→ Text excerpt:
^^^^
And at the same moment I realised there’s a family resemblance with Captain Hastings whose obtuseness is exaggerated in order to promote the suave cleverness of Hercule Poirot in Agatha Christie’s detective novels.

(There’s actually a real world connection here, because the lovely character actor, Jonathan Cecil, played Captain Hastings to Peter Ustinov’s Hercule Poirot in three Agatha Christie TV adaptations in the 1980s, and he also recorded audiobooks of a number of the Jeeves books. According to Wikipedia ‘He might have been more strongly identified with narration of the series than any other actor.’ He was eminently qualified to do so, having himself attended Eton and New College Oxford.)

P.G. Wodehouse and Sherlock Holmes

It’s amazing how large the shadow of Sherlock Holmes loomed, for generations after his invention. I’ve pointed out in my Agatha Christie reviews that almost every single one of her detective novels features at least one reference to the master detective; and that the relationship between dim Captain Hastings and super-smart Hercule Poirot echoes or is built on the template of slow Dr Watson and the omniscient Holmes. Well, same here. I’m hardly the first to point out that the relationship between incredibly dim Bertie Wooster and super-smart Jeeves is based on the same basic structure.

Wodehouse nowhere mentions Holmes by name but this thought was triggered by the way each of these stories is actually very like one of Holmes’s cases, with a knotty problem set out at the beginning, Bertie following a number of false leads, only for Jeeves to dazzlingly solve it in the end.

And this notion of ‘cases’ is made explicit in ‘The Ordeal of Young Tuppy’:

‘You remember the trouble we had when he ran after that singing-woman.’
I recollected the case. You will find it elsewhere in the archives.

This use of ‘case’, and also the reference to ‘the archives’, are very reminiscent of the way Dr Watson refers to his files of Holmes cases.

Alas, the times

BERTIE: ‘Twice during dinner tonight the Pyke said things about young Bingo’s intestinal canal which I shouldn’t have thought would have been possible in mixed company even in this lax post-War era.’

BERTIE: ‘You tell me that Sebastian Moon, a stripling of such tender years that he can go about the place with long curls without causing mob violence, is in love with Clara Bow?”
^^^^
→ Tasks:
(1) Shorten the paragraph of the Wodehouse review that begins "It's amazing how large the shadow" and keep its main facts.
(2) According to the Wodehouse review, which actor played Captain Hastings opposite Peter Ustinov's Hercule Poirot?
(3) Write the next part of the Wodehouse review, starting after its final quoted line.
The material has no connection to the Wodehouse review.
^^^^
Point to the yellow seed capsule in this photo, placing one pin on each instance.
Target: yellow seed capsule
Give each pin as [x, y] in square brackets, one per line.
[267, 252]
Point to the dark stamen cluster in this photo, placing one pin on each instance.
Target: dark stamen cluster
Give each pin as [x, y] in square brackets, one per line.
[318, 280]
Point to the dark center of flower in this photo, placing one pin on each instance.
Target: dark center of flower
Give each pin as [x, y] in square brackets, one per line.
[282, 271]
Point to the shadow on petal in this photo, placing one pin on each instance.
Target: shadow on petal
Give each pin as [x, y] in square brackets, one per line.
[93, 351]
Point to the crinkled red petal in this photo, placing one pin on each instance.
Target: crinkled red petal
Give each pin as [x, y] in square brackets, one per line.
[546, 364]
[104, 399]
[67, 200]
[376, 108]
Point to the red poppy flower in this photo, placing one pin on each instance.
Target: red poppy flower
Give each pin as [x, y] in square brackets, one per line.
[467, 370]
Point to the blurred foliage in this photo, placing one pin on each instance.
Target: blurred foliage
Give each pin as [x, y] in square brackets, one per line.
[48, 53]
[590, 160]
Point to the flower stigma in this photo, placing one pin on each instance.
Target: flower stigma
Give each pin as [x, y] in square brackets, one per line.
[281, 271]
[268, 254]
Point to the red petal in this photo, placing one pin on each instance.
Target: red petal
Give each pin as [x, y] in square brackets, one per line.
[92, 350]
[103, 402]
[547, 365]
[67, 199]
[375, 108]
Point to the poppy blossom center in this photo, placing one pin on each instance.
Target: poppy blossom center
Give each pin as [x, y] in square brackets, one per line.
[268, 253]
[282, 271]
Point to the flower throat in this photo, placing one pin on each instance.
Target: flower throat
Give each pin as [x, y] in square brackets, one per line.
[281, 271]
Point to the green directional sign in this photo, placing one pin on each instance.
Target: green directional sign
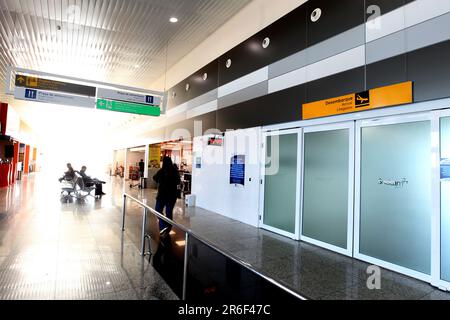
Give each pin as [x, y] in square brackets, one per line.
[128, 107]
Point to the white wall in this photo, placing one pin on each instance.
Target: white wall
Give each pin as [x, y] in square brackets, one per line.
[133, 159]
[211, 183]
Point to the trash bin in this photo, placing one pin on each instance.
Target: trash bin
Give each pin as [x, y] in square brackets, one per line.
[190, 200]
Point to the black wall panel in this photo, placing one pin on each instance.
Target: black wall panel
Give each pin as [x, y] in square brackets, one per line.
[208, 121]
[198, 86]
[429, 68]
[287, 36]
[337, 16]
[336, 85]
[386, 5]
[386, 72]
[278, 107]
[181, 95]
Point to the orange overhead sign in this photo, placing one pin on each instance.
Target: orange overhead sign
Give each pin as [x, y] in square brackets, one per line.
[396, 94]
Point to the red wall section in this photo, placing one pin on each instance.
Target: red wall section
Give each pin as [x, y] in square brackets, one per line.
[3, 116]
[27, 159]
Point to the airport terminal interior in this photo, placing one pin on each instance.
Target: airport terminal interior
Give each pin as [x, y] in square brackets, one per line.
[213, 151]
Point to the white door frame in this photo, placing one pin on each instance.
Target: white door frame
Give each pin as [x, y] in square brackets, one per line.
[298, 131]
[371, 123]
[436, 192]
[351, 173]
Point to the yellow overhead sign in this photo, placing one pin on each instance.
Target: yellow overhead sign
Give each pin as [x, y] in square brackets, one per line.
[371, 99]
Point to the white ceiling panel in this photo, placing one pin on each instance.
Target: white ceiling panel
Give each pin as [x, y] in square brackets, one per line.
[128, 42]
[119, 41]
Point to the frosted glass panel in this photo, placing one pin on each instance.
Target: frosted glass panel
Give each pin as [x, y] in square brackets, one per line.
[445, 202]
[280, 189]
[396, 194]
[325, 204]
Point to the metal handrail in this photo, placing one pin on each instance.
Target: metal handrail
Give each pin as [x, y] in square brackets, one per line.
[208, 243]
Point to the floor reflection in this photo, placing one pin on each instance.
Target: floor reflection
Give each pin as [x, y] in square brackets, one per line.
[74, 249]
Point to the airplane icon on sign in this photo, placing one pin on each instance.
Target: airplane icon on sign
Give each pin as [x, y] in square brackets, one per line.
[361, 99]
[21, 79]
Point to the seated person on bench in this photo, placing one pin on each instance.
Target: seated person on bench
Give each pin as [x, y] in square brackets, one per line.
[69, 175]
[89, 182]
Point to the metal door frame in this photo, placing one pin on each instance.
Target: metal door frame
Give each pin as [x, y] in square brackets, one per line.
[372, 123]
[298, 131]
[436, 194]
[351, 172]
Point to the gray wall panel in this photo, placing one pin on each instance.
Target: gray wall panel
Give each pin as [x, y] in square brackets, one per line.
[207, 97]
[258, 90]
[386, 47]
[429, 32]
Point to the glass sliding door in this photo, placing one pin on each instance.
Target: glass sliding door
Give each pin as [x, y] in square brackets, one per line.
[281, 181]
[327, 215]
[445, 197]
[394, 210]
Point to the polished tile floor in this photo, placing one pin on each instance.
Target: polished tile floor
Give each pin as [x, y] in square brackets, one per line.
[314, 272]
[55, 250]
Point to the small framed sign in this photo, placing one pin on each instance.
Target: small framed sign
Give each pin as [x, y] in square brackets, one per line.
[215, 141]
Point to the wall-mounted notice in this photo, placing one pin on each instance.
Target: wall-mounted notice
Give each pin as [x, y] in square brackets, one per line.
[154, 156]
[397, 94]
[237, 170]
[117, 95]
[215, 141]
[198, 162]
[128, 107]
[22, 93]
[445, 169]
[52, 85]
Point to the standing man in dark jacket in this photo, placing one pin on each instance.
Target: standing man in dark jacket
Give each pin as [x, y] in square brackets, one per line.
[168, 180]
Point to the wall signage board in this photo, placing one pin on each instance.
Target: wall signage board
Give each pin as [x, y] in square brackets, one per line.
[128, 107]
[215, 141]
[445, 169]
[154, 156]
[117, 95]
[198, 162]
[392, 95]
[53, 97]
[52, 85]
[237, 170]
^^^^
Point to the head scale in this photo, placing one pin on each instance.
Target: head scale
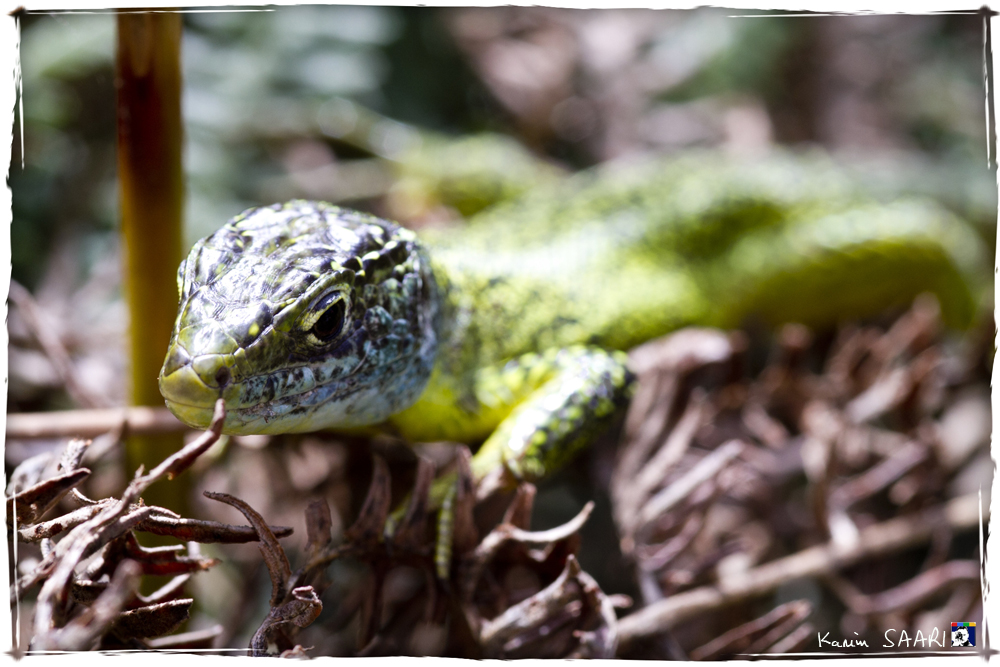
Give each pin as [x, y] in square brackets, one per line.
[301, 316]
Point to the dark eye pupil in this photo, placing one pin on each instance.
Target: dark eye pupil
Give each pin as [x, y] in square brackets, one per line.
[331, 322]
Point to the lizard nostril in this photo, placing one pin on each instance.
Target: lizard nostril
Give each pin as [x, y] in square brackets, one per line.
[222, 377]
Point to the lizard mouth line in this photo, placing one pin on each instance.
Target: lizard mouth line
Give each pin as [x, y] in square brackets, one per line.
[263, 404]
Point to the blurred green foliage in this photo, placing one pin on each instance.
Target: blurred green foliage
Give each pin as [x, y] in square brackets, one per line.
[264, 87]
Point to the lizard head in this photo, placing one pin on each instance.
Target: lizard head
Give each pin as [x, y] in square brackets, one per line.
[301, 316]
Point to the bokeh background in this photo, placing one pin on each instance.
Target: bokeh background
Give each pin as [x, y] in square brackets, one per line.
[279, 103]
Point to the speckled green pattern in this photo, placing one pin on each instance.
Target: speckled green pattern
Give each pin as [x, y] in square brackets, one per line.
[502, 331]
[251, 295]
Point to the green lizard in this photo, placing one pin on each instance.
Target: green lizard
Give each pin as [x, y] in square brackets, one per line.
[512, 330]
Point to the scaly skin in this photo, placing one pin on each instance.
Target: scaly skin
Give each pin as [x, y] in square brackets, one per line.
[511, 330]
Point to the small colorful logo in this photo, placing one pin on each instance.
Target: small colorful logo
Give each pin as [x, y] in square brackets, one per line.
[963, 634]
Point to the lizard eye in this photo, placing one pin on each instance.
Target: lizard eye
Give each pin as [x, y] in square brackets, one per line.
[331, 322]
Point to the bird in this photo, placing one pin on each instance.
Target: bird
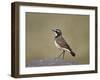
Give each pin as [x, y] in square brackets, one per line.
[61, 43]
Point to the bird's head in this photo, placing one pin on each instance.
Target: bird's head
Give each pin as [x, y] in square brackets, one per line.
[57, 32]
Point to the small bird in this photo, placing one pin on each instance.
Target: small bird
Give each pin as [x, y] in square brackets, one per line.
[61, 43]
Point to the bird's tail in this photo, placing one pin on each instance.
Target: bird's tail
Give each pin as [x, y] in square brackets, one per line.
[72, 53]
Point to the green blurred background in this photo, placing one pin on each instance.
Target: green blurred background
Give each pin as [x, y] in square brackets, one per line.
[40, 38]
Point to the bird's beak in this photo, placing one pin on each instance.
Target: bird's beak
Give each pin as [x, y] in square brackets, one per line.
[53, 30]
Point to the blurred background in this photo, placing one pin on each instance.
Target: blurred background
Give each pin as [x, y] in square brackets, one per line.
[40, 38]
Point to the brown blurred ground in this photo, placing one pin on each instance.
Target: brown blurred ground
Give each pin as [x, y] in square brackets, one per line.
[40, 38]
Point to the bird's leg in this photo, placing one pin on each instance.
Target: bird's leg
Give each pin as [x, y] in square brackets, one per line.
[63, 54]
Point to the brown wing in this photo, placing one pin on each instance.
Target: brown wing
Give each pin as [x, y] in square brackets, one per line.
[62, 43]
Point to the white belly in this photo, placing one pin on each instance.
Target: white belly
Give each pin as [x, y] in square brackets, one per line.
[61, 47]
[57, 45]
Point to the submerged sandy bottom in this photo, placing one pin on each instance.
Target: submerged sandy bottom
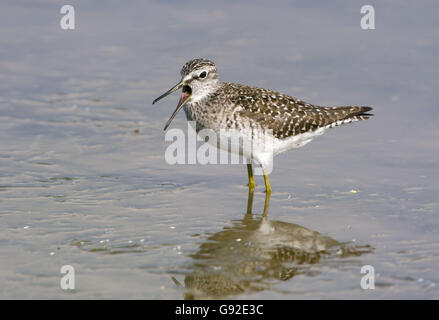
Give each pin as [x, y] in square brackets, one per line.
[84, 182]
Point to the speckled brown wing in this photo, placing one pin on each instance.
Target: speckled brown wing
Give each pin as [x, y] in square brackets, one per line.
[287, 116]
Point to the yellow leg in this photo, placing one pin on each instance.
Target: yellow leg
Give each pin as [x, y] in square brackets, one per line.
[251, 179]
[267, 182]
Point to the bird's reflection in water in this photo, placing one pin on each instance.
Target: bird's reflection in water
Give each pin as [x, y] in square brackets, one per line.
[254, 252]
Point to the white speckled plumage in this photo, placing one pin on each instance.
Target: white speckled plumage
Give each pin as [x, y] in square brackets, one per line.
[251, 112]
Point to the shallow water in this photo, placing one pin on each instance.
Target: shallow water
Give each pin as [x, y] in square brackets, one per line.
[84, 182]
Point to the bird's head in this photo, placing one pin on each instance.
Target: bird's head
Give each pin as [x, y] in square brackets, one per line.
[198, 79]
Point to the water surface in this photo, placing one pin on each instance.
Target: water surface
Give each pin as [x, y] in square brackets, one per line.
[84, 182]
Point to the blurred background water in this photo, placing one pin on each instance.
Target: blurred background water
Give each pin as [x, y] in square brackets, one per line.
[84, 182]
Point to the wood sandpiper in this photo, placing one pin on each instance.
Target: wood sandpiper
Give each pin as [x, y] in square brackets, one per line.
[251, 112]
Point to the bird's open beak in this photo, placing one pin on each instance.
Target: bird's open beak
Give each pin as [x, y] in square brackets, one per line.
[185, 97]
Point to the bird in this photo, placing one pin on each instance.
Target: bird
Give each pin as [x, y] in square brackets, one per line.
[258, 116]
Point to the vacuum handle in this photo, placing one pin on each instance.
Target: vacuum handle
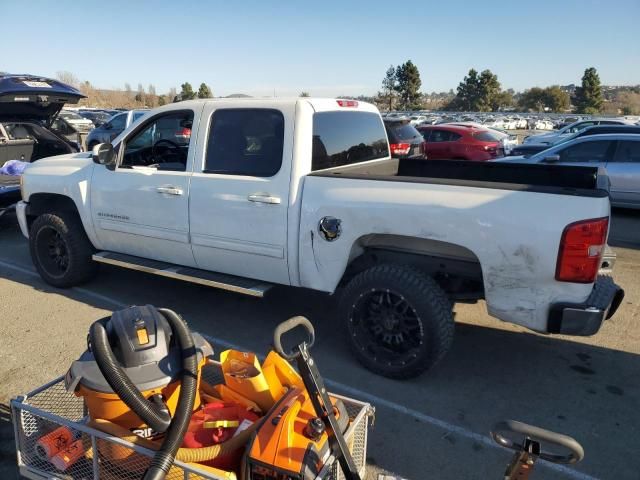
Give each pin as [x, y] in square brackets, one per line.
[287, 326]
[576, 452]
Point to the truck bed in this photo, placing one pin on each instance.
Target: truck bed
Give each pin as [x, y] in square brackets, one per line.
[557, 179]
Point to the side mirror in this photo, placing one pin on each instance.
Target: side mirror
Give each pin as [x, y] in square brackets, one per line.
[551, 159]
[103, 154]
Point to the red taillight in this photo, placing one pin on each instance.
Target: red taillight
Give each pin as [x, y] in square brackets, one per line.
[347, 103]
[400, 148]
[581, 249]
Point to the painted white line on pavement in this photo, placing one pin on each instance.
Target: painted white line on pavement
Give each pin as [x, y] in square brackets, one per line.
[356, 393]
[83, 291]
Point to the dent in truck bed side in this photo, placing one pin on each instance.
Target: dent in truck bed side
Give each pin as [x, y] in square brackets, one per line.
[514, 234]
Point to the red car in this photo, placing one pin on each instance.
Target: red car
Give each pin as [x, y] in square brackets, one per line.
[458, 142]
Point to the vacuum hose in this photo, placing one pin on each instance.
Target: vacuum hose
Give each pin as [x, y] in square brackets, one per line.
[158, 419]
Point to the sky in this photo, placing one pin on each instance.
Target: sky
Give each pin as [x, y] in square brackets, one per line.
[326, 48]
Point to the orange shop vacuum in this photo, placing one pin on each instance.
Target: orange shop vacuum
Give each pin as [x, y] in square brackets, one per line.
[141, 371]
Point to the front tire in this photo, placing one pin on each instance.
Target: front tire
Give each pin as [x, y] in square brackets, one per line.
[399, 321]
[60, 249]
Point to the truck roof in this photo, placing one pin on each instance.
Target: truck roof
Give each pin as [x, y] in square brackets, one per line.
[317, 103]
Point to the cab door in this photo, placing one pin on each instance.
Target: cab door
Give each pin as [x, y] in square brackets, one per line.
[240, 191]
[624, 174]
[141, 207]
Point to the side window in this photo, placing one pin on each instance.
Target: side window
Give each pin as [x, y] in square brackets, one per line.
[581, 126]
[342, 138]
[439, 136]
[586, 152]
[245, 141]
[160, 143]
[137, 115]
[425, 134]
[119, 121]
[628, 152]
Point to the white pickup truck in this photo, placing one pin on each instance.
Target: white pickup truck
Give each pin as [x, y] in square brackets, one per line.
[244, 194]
^^^^
→ Results in order:
(1) Sherlock Holmes influenced fiction for generations after he was created. Nearly every Agatha Christie detective novel mentions him, and the pairing of dim Captain Hastings with brilliant Hercule Poirot copies that of slow Dr Watson and all-knowing Holmes. Dim Bertie Wooster and clever Jeeves follow the same pattern, as others have noted before.

(2) Jonathan Cecil.

(3)
JEEVES: ‘And has been for some little time, he gave me to understand, sir.’
BERTIE: ‘Jeeves, this Younger Generation is hot stuff.’
JEEVES: ‘Yes, sir.’

BERTIE: ‘What do you think about it yourself?’
RHODA’S AUNT: ‘Oh, it doesn’t matter what I think. There’s no doing anything with girls these days, is there?’
BERTIE: ‘Not much.’
RHODA’S AUNT: ‘What I often say is, I wonder what girls are coming to. Still, there it is.’
BERTIE: ‘Absolutely.’

And mocking contemporary fiction. There are a surprising number of writers in the Jeeves stories, although somehow disguised by the poshboy banter. Bingo Little has married an author of ladies romances such as Mervyn Keene, Clubman, and Only A Factory Girl, leading Bertie to ponder:

I shouldn’t wonder if right from the start Mrs. Bingo hasn’t had a sort of sneaking regret that Bingo isn’t one of those strong, curt, Empire-building kind of Englishmen she puts into her books, with sad, unfathomable eyes, lean, sensitive hands, and riding-boots. You see what I mean?’
‘Precisely, sir.’

Freud

If you’ve read my Agatha Christie reviews, you’ll know I’m interested in the spread of references to Freud or Freudian ideas in popular fiction of the 1920s. There are several references scattered among the Jeeves short stories, not least because one of the recurring characters, Sir Roderick Glossop, is a nerve specialist or psychiatrist. Here’s another one, from ‘Jeeves and the Old School Chum’ published in 1930, made humorous by the stock contrast between Jeeves’s intellectual fluency and Bertie’s dimness.

‘Precisely, sir. You imply that Miss Pyke’s criticisms will have been instrumental in moving the
hitherto unformulated dissatisfaction from the subconscious to the conscious mind.’
‘Once again, Jeeves?’ I said, trying to grab it as it came off the bat, but missing it by several yards.
He repeated the dose.
‘Well, I daresay you’re right,’ I said.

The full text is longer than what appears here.